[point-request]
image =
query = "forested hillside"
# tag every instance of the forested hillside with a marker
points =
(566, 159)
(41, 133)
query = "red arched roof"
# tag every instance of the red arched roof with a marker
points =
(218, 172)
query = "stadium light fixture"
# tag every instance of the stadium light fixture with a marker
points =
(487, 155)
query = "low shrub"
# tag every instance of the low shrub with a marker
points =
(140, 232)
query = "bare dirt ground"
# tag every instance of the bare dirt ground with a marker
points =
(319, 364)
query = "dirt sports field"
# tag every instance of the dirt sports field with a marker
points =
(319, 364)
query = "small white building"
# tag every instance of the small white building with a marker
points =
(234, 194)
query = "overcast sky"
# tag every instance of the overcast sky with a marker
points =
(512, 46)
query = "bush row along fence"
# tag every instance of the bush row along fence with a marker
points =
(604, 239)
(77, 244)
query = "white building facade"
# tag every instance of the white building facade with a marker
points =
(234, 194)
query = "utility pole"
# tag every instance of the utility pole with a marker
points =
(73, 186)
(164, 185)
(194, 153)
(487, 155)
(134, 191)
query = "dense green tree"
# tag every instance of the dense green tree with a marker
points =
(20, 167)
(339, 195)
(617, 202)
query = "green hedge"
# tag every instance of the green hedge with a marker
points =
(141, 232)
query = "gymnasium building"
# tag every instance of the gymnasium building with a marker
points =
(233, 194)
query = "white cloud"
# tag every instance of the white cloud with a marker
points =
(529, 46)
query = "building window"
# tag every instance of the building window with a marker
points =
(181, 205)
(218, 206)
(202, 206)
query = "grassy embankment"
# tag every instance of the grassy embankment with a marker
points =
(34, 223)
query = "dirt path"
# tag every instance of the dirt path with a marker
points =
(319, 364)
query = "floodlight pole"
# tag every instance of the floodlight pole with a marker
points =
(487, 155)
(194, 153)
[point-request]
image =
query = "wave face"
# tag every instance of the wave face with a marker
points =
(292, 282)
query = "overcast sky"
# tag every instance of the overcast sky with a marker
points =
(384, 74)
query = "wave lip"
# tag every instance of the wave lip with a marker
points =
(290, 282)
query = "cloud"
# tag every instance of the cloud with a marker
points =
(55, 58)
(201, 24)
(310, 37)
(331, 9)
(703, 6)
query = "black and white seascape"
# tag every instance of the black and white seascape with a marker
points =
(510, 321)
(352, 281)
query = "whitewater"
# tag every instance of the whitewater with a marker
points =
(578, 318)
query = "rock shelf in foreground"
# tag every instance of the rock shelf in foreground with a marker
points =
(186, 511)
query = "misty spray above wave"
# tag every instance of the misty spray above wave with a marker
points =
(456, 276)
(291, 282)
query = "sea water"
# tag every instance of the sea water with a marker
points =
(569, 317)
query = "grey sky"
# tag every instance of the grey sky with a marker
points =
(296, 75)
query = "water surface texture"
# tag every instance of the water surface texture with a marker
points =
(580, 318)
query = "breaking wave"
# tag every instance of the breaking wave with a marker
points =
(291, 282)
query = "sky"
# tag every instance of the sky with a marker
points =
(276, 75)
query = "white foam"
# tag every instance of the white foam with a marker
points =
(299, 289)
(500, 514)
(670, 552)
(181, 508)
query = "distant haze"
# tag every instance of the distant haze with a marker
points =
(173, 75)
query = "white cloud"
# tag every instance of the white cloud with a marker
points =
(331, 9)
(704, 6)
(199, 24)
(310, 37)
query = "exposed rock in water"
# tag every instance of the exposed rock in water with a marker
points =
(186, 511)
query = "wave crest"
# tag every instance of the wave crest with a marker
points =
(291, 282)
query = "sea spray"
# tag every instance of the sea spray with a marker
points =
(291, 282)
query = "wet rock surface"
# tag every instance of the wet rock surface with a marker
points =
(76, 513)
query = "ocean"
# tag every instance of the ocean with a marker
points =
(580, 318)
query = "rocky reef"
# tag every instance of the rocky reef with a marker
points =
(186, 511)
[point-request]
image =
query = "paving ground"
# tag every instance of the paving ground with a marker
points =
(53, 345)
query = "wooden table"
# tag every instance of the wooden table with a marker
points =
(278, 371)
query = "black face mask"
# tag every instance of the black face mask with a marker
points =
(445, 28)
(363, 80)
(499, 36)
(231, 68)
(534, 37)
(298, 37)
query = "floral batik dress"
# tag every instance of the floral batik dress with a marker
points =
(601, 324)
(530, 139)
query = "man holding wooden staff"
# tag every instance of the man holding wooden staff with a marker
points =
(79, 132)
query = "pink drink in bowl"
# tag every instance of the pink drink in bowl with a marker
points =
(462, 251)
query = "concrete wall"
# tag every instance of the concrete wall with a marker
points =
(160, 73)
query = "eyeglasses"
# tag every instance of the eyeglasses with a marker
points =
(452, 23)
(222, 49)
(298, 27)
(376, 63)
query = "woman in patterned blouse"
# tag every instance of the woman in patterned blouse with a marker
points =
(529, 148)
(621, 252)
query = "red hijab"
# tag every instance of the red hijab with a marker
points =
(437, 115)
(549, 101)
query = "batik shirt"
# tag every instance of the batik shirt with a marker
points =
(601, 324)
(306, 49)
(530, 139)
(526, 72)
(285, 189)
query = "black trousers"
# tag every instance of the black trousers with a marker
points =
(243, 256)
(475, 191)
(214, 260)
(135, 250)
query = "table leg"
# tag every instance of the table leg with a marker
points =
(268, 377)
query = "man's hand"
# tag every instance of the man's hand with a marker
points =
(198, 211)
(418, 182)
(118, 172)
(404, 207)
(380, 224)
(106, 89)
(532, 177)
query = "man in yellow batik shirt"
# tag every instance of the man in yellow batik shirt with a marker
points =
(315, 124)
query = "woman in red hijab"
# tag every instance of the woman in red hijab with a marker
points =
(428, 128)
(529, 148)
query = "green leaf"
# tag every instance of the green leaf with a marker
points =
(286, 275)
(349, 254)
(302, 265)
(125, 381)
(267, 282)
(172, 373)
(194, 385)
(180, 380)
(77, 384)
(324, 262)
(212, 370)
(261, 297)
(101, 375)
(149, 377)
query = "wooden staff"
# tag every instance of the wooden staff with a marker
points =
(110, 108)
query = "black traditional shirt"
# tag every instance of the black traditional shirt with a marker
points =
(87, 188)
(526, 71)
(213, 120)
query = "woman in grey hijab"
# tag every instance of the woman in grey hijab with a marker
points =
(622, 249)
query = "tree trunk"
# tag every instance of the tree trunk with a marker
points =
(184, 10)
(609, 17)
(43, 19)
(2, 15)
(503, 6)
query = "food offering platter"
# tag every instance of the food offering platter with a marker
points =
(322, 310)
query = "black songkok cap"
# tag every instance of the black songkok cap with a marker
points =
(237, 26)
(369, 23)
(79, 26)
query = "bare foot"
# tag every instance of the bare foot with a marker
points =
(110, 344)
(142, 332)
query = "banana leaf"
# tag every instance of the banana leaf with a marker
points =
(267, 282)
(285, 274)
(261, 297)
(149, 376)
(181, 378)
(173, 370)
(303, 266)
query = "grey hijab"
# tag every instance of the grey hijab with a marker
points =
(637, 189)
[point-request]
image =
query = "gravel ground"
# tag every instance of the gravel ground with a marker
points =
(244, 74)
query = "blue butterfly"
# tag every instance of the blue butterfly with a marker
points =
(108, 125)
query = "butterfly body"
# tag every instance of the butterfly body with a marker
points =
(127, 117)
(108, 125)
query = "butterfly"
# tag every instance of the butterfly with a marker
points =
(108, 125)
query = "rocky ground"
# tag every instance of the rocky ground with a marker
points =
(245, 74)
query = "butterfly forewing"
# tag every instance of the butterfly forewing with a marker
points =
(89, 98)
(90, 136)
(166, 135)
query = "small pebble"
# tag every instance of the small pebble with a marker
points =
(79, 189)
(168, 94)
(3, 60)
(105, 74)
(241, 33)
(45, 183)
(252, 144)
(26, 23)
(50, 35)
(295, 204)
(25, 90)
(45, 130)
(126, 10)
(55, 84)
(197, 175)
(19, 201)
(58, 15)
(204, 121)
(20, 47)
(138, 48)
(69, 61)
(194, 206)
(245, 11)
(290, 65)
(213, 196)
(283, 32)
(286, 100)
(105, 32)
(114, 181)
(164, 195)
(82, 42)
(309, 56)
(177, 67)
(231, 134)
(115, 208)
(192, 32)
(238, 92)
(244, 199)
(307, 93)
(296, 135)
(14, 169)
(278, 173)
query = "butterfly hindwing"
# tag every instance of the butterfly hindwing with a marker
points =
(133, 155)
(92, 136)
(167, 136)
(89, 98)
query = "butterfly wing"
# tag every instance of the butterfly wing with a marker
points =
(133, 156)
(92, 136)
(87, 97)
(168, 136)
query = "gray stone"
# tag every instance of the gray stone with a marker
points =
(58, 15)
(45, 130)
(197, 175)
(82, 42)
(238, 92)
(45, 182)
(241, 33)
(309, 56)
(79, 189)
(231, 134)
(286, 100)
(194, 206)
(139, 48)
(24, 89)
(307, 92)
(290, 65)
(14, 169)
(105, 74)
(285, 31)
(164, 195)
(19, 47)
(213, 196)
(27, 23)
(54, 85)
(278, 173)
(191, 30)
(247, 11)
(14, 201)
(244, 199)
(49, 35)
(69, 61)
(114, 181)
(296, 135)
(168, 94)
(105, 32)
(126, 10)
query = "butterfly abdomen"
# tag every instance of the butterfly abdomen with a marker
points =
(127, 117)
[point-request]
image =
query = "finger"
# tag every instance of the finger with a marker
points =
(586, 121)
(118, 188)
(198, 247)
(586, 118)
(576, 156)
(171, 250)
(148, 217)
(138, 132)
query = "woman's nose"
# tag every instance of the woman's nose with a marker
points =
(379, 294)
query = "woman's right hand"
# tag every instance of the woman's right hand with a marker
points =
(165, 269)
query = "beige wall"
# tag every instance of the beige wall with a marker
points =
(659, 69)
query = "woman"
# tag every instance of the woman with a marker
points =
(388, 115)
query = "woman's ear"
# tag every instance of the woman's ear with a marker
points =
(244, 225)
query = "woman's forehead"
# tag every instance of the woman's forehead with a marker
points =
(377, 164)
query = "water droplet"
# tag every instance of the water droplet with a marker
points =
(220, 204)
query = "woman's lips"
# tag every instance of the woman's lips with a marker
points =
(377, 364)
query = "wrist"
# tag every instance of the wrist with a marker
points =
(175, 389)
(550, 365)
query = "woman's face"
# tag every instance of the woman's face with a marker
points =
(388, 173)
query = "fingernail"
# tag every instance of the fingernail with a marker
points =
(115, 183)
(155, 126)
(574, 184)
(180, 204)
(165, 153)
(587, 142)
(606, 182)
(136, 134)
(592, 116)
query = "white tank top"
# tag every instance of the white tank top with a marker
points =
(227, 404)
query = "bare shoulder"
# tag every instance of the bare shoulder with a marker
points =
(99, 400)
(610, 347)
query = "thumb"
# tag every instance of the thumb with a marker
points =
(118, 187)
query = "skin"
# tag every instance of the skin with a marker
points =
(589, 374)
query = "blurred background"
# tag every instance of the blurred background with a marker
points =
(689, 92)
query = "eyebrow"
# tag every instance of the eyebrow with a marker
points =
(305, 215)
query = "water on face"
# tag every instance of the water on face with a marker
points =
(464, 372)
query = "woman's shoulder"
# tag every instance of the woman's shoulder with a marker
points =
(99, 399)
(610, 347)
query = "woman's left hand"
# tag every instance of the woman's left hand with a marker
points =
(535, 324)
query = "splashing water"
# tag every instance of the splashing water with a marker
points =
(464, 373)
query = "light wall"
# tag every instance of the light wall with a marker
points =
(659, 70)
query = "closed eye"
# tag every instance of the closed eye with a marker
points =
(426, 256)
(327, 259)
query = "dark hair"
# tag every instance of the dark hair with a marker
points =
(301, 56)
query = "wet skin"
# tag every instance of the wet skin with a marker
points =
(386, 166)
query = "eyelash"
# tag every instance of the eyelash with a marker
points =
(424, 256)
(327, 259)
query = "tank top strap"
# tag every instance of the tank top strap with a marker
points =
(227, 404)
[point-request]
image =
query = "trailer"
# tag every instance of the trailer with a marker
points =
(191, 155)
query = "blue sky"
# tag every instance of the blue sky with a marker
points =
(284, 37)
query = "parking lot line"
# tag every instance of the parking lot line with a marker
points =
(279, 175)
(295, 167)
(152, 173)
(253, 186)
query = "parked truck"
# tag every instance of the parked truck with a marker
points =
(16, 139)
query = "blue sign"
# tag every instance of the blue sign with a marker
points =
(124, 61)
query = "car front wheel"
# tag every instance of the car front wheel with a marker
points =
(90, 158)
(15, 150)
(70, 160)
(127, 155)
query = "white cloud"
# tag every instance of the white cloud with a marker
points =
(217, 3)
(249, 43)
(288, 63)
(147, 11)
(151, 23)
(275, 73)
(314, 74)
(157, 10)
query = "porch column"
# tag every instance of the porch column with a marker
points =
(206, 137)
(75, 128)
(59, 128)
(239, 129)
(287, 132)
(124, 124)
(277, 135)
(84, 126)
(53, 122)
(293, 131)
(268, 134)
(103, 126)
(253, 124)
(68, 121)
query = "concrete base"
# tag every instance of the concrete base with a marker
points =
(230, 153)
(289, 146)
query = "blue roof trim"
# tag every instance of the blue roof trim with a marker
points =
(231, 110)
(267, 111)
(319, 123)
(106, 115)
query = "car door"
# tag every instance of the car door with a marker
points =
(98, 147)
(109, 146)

INSTRUCTIONS FOR THE TASK :: Pull out every line in the entries above that contains the string "gravel", matching case exactly.

SOLVED PROBLEM ::
query = "gravel ground"
# tag every instance of the gravel ground with a marker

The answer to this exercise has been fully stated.